Start RECORDS PROVIDED

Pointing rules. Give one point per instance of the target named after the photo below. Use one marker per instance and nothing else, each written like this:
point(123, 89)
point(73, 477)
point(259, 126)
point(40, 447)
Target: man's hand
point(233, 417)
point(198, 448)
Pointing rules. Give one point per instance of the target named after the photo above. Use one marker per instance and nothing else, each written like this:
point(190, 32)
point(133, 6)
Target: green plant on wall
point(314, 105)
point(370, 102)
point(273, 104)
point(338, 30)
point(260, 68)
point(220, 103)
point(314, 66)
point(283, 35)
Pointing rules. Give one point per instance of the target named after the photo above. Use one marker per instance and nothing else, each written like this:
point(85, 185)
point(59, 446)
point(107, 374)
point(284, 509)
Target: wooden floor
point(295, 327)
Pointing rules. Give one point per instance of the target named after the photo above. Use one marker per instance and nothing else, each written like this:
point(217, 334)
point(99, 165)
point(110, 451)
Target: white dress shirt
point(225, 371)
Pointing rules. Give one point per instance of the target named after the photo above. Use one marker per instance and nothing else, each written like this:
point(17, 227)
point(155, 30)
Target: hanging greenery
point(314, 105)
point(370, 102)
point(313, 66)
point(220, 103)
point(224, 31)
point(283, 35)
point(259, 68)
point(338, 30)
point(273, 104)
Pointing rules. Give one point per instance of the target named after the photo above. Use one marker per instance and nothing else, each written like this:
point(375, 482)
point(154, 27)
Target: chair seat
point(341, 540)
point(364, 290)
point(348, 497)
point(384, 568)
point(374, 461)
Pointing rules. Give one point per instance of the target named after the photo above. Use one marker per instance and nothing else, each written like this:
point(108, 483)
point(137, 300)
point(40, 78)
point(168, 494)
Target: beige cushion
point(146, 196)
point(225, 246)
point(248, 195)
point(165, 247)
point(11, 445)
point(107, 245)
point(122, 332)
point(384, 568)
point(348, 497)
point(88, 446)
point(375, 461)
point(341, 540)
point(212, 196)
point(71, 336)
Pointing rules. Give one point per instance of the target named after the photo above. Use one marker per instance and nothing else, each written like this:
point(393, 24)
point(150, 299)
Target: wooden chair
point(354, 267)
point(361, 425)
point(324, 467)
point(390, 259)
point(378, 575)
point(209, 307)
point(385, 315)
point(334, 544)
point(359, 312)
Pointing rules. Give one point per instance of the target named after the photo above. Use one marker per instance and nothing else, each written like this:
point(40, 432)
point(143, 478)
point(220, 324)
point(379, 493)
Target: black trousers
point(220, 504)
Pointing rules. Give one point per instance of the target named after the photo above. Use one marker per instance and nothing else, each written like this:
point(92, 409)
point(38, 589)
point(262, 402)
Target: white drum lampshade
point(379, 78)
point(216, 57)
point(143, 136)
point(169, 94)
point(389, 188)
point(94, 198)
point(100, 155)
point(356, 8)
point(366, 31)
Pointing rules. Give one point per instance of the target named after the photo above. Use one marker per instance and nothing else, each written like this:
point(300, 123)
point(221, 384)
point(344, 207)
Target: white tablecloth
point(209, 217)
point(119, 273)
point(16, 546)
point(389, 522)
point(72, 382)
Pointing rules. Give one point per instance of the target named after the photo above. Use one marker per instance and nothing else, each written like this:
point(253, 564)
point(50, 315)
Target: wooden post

End RECORDS PROVIDED

### STATED EXERCISE
Convert the records above into a JSON list of strings, with one string for each line and no blank lines.

### REPLY TO THE TASK
[
  "Pointing rules. Give one point per instance of the target named after the photo below. Use one marker per instance and nothing else, each written like this:",
  "point(123, 89)",
  "point(73, 477)",
  "point(259, 126)",
  "point(40, 447)",
  "Target: man's hand",
  "point(233, 417)",
  "point(198, 448)",
  "Pointing rules. Give one point per instance of the target named after the photo above. Use one marker per instance and nothing else, each written like this:",
  "point(190, 32)",
  "point(133, 6)",
  "Target: green plant on wall",
  "point(314, 105)",
  "point(370, 102)",
  "point(273, 104)",
  "point(338, 30)",
  "point(260, 68)",
  "point(220, 103)",
  "point(314, 66)",
  "point(283, 35)",
  "Pointing rules. Give one point per instance of the target named after the photo above. Use one marker per instance and nothing else, each written like this:",
  "point(85, 185)",
  "point(59, 446)",
  "point(107, 374)",
  "point(284, 509)",
  "Target: wooden floor",
  "point(295, 327)",
  "Pointing rules. Give one point per instance of the target named after the photo above. Use one marker per instance and nothing else, each written like this:",
  "point(217, 334)",
  "point(99, 165)",
  "point(110, 451)",
  "Target: white dress shirt",
  "point(225, 371)",
  "Pointing rules. Give one point per instance of the target named after the photo above. Use one marker per instance and nothing else, each written like this:",
  "point(17, 227)",
  "point(155, 30)",
  "Target: hanging greenery",
  "point(314, 105)",
  "point(370, 102)",
  "point(313, 66)",
  "point(220, 103)",
  "point(224, 31)",
  "point(283, 35)",
  "point(259, 68)",
  "point(338, 30)",
  "point(273, 104)",
  "Pointing rules. Give one point per instance of the target named after the photo above. Use one marker per instance and nothing else, each written like this:",
  "point(375, 482)",
  "point(154, 27)",
  "Target: chair seat",
  "point(341, 540)",
  "point(364, 290)",
  "point(348, 497)",
  "point(384, 568)",
  "point(374, 461)",
  "Pointing rules. Give one point per instance of the target named after the photo above. Use one marker per instance and nothing else, each written like this:",
  "point(108, 483)",
  "point(137, 300)",
  "point(40, 78)",
  "point(168, 494)",
  "Target: beige cushion",
  "point(146, 196)",
  "point(225, 246)",
  "point(248, 195)",
  "point(165, 247)",
  "point(11, 445)",
  "point(107, 245)",
  "point(122, 332)",
  "point(384, 568)",
  "point(348, 497)",
  "point(88, 446)",
  "point(375, 461)",
  "point(341, 540)",
  "point(212, 196)",
  "point(71, 336)",
  "Pointing rules. Give one point per instance of the target named after the photo above. Use one marker per instance and nothing else, each written like this:",
  "point(393, 24)",
  "point(150, 299)",
  "Target: wooden chair",
  "point(354, 267)",
  "point(361, 425)",
  "point(324, 467)",
  "point(390, 259)",
  "point(378, 575)",
  "point(209, 307)",
  "point(385, 315)",
  "point(334, 544)",
  "point(359, 312)",
  "Pointing rules. Give one point per instance of the target named after the photo above. Use one marker per instance and nothing else, each written like this:",
  "point(40, 432)",
  "point(143, 478)",
  "point(220, 324)",
  "point(379, 493)",
  "Target: black trousers",
  "point(220, 504)",
  "Pointing rules. Give one point per instance of the target named after the photo above. Use one marker per instance and nothing else, each written like this:",
  "point(92, 409)",
  "point(38, 589)",
  "point(262, 402)",
  "Target: white drum lampshade",
  "point(379, 78)",
  "point(216, 57)",
  "point(143, 136)",
  "point(169, 94)",
  "point(389, 188)",
  "point(94, 198)",
  "point(100, 155)",
  "point(356, 8)",
  "point(366, 31)",
  "Pointing rules. Give one point per instance of the target named after the photo above. Use one marker per instance and nothing else, each written like this:",
  "point(300, 123)",
  "point(221, 384)",
  "point(344, 207)",
  "Target: white tablecloth",
  "point(209, 217)",
  "point(119, 273)",
  "point(16, 546)",
  "point(389, 522)",
  "point(72, 382)",
  "Pointing rules. Give one point per instance of the target named after the photo above. Use one marker per instance and nothing else, each written like this:",
  "point(253, 564)",
  "point(50, 315)",
  "Target: wooden post"
]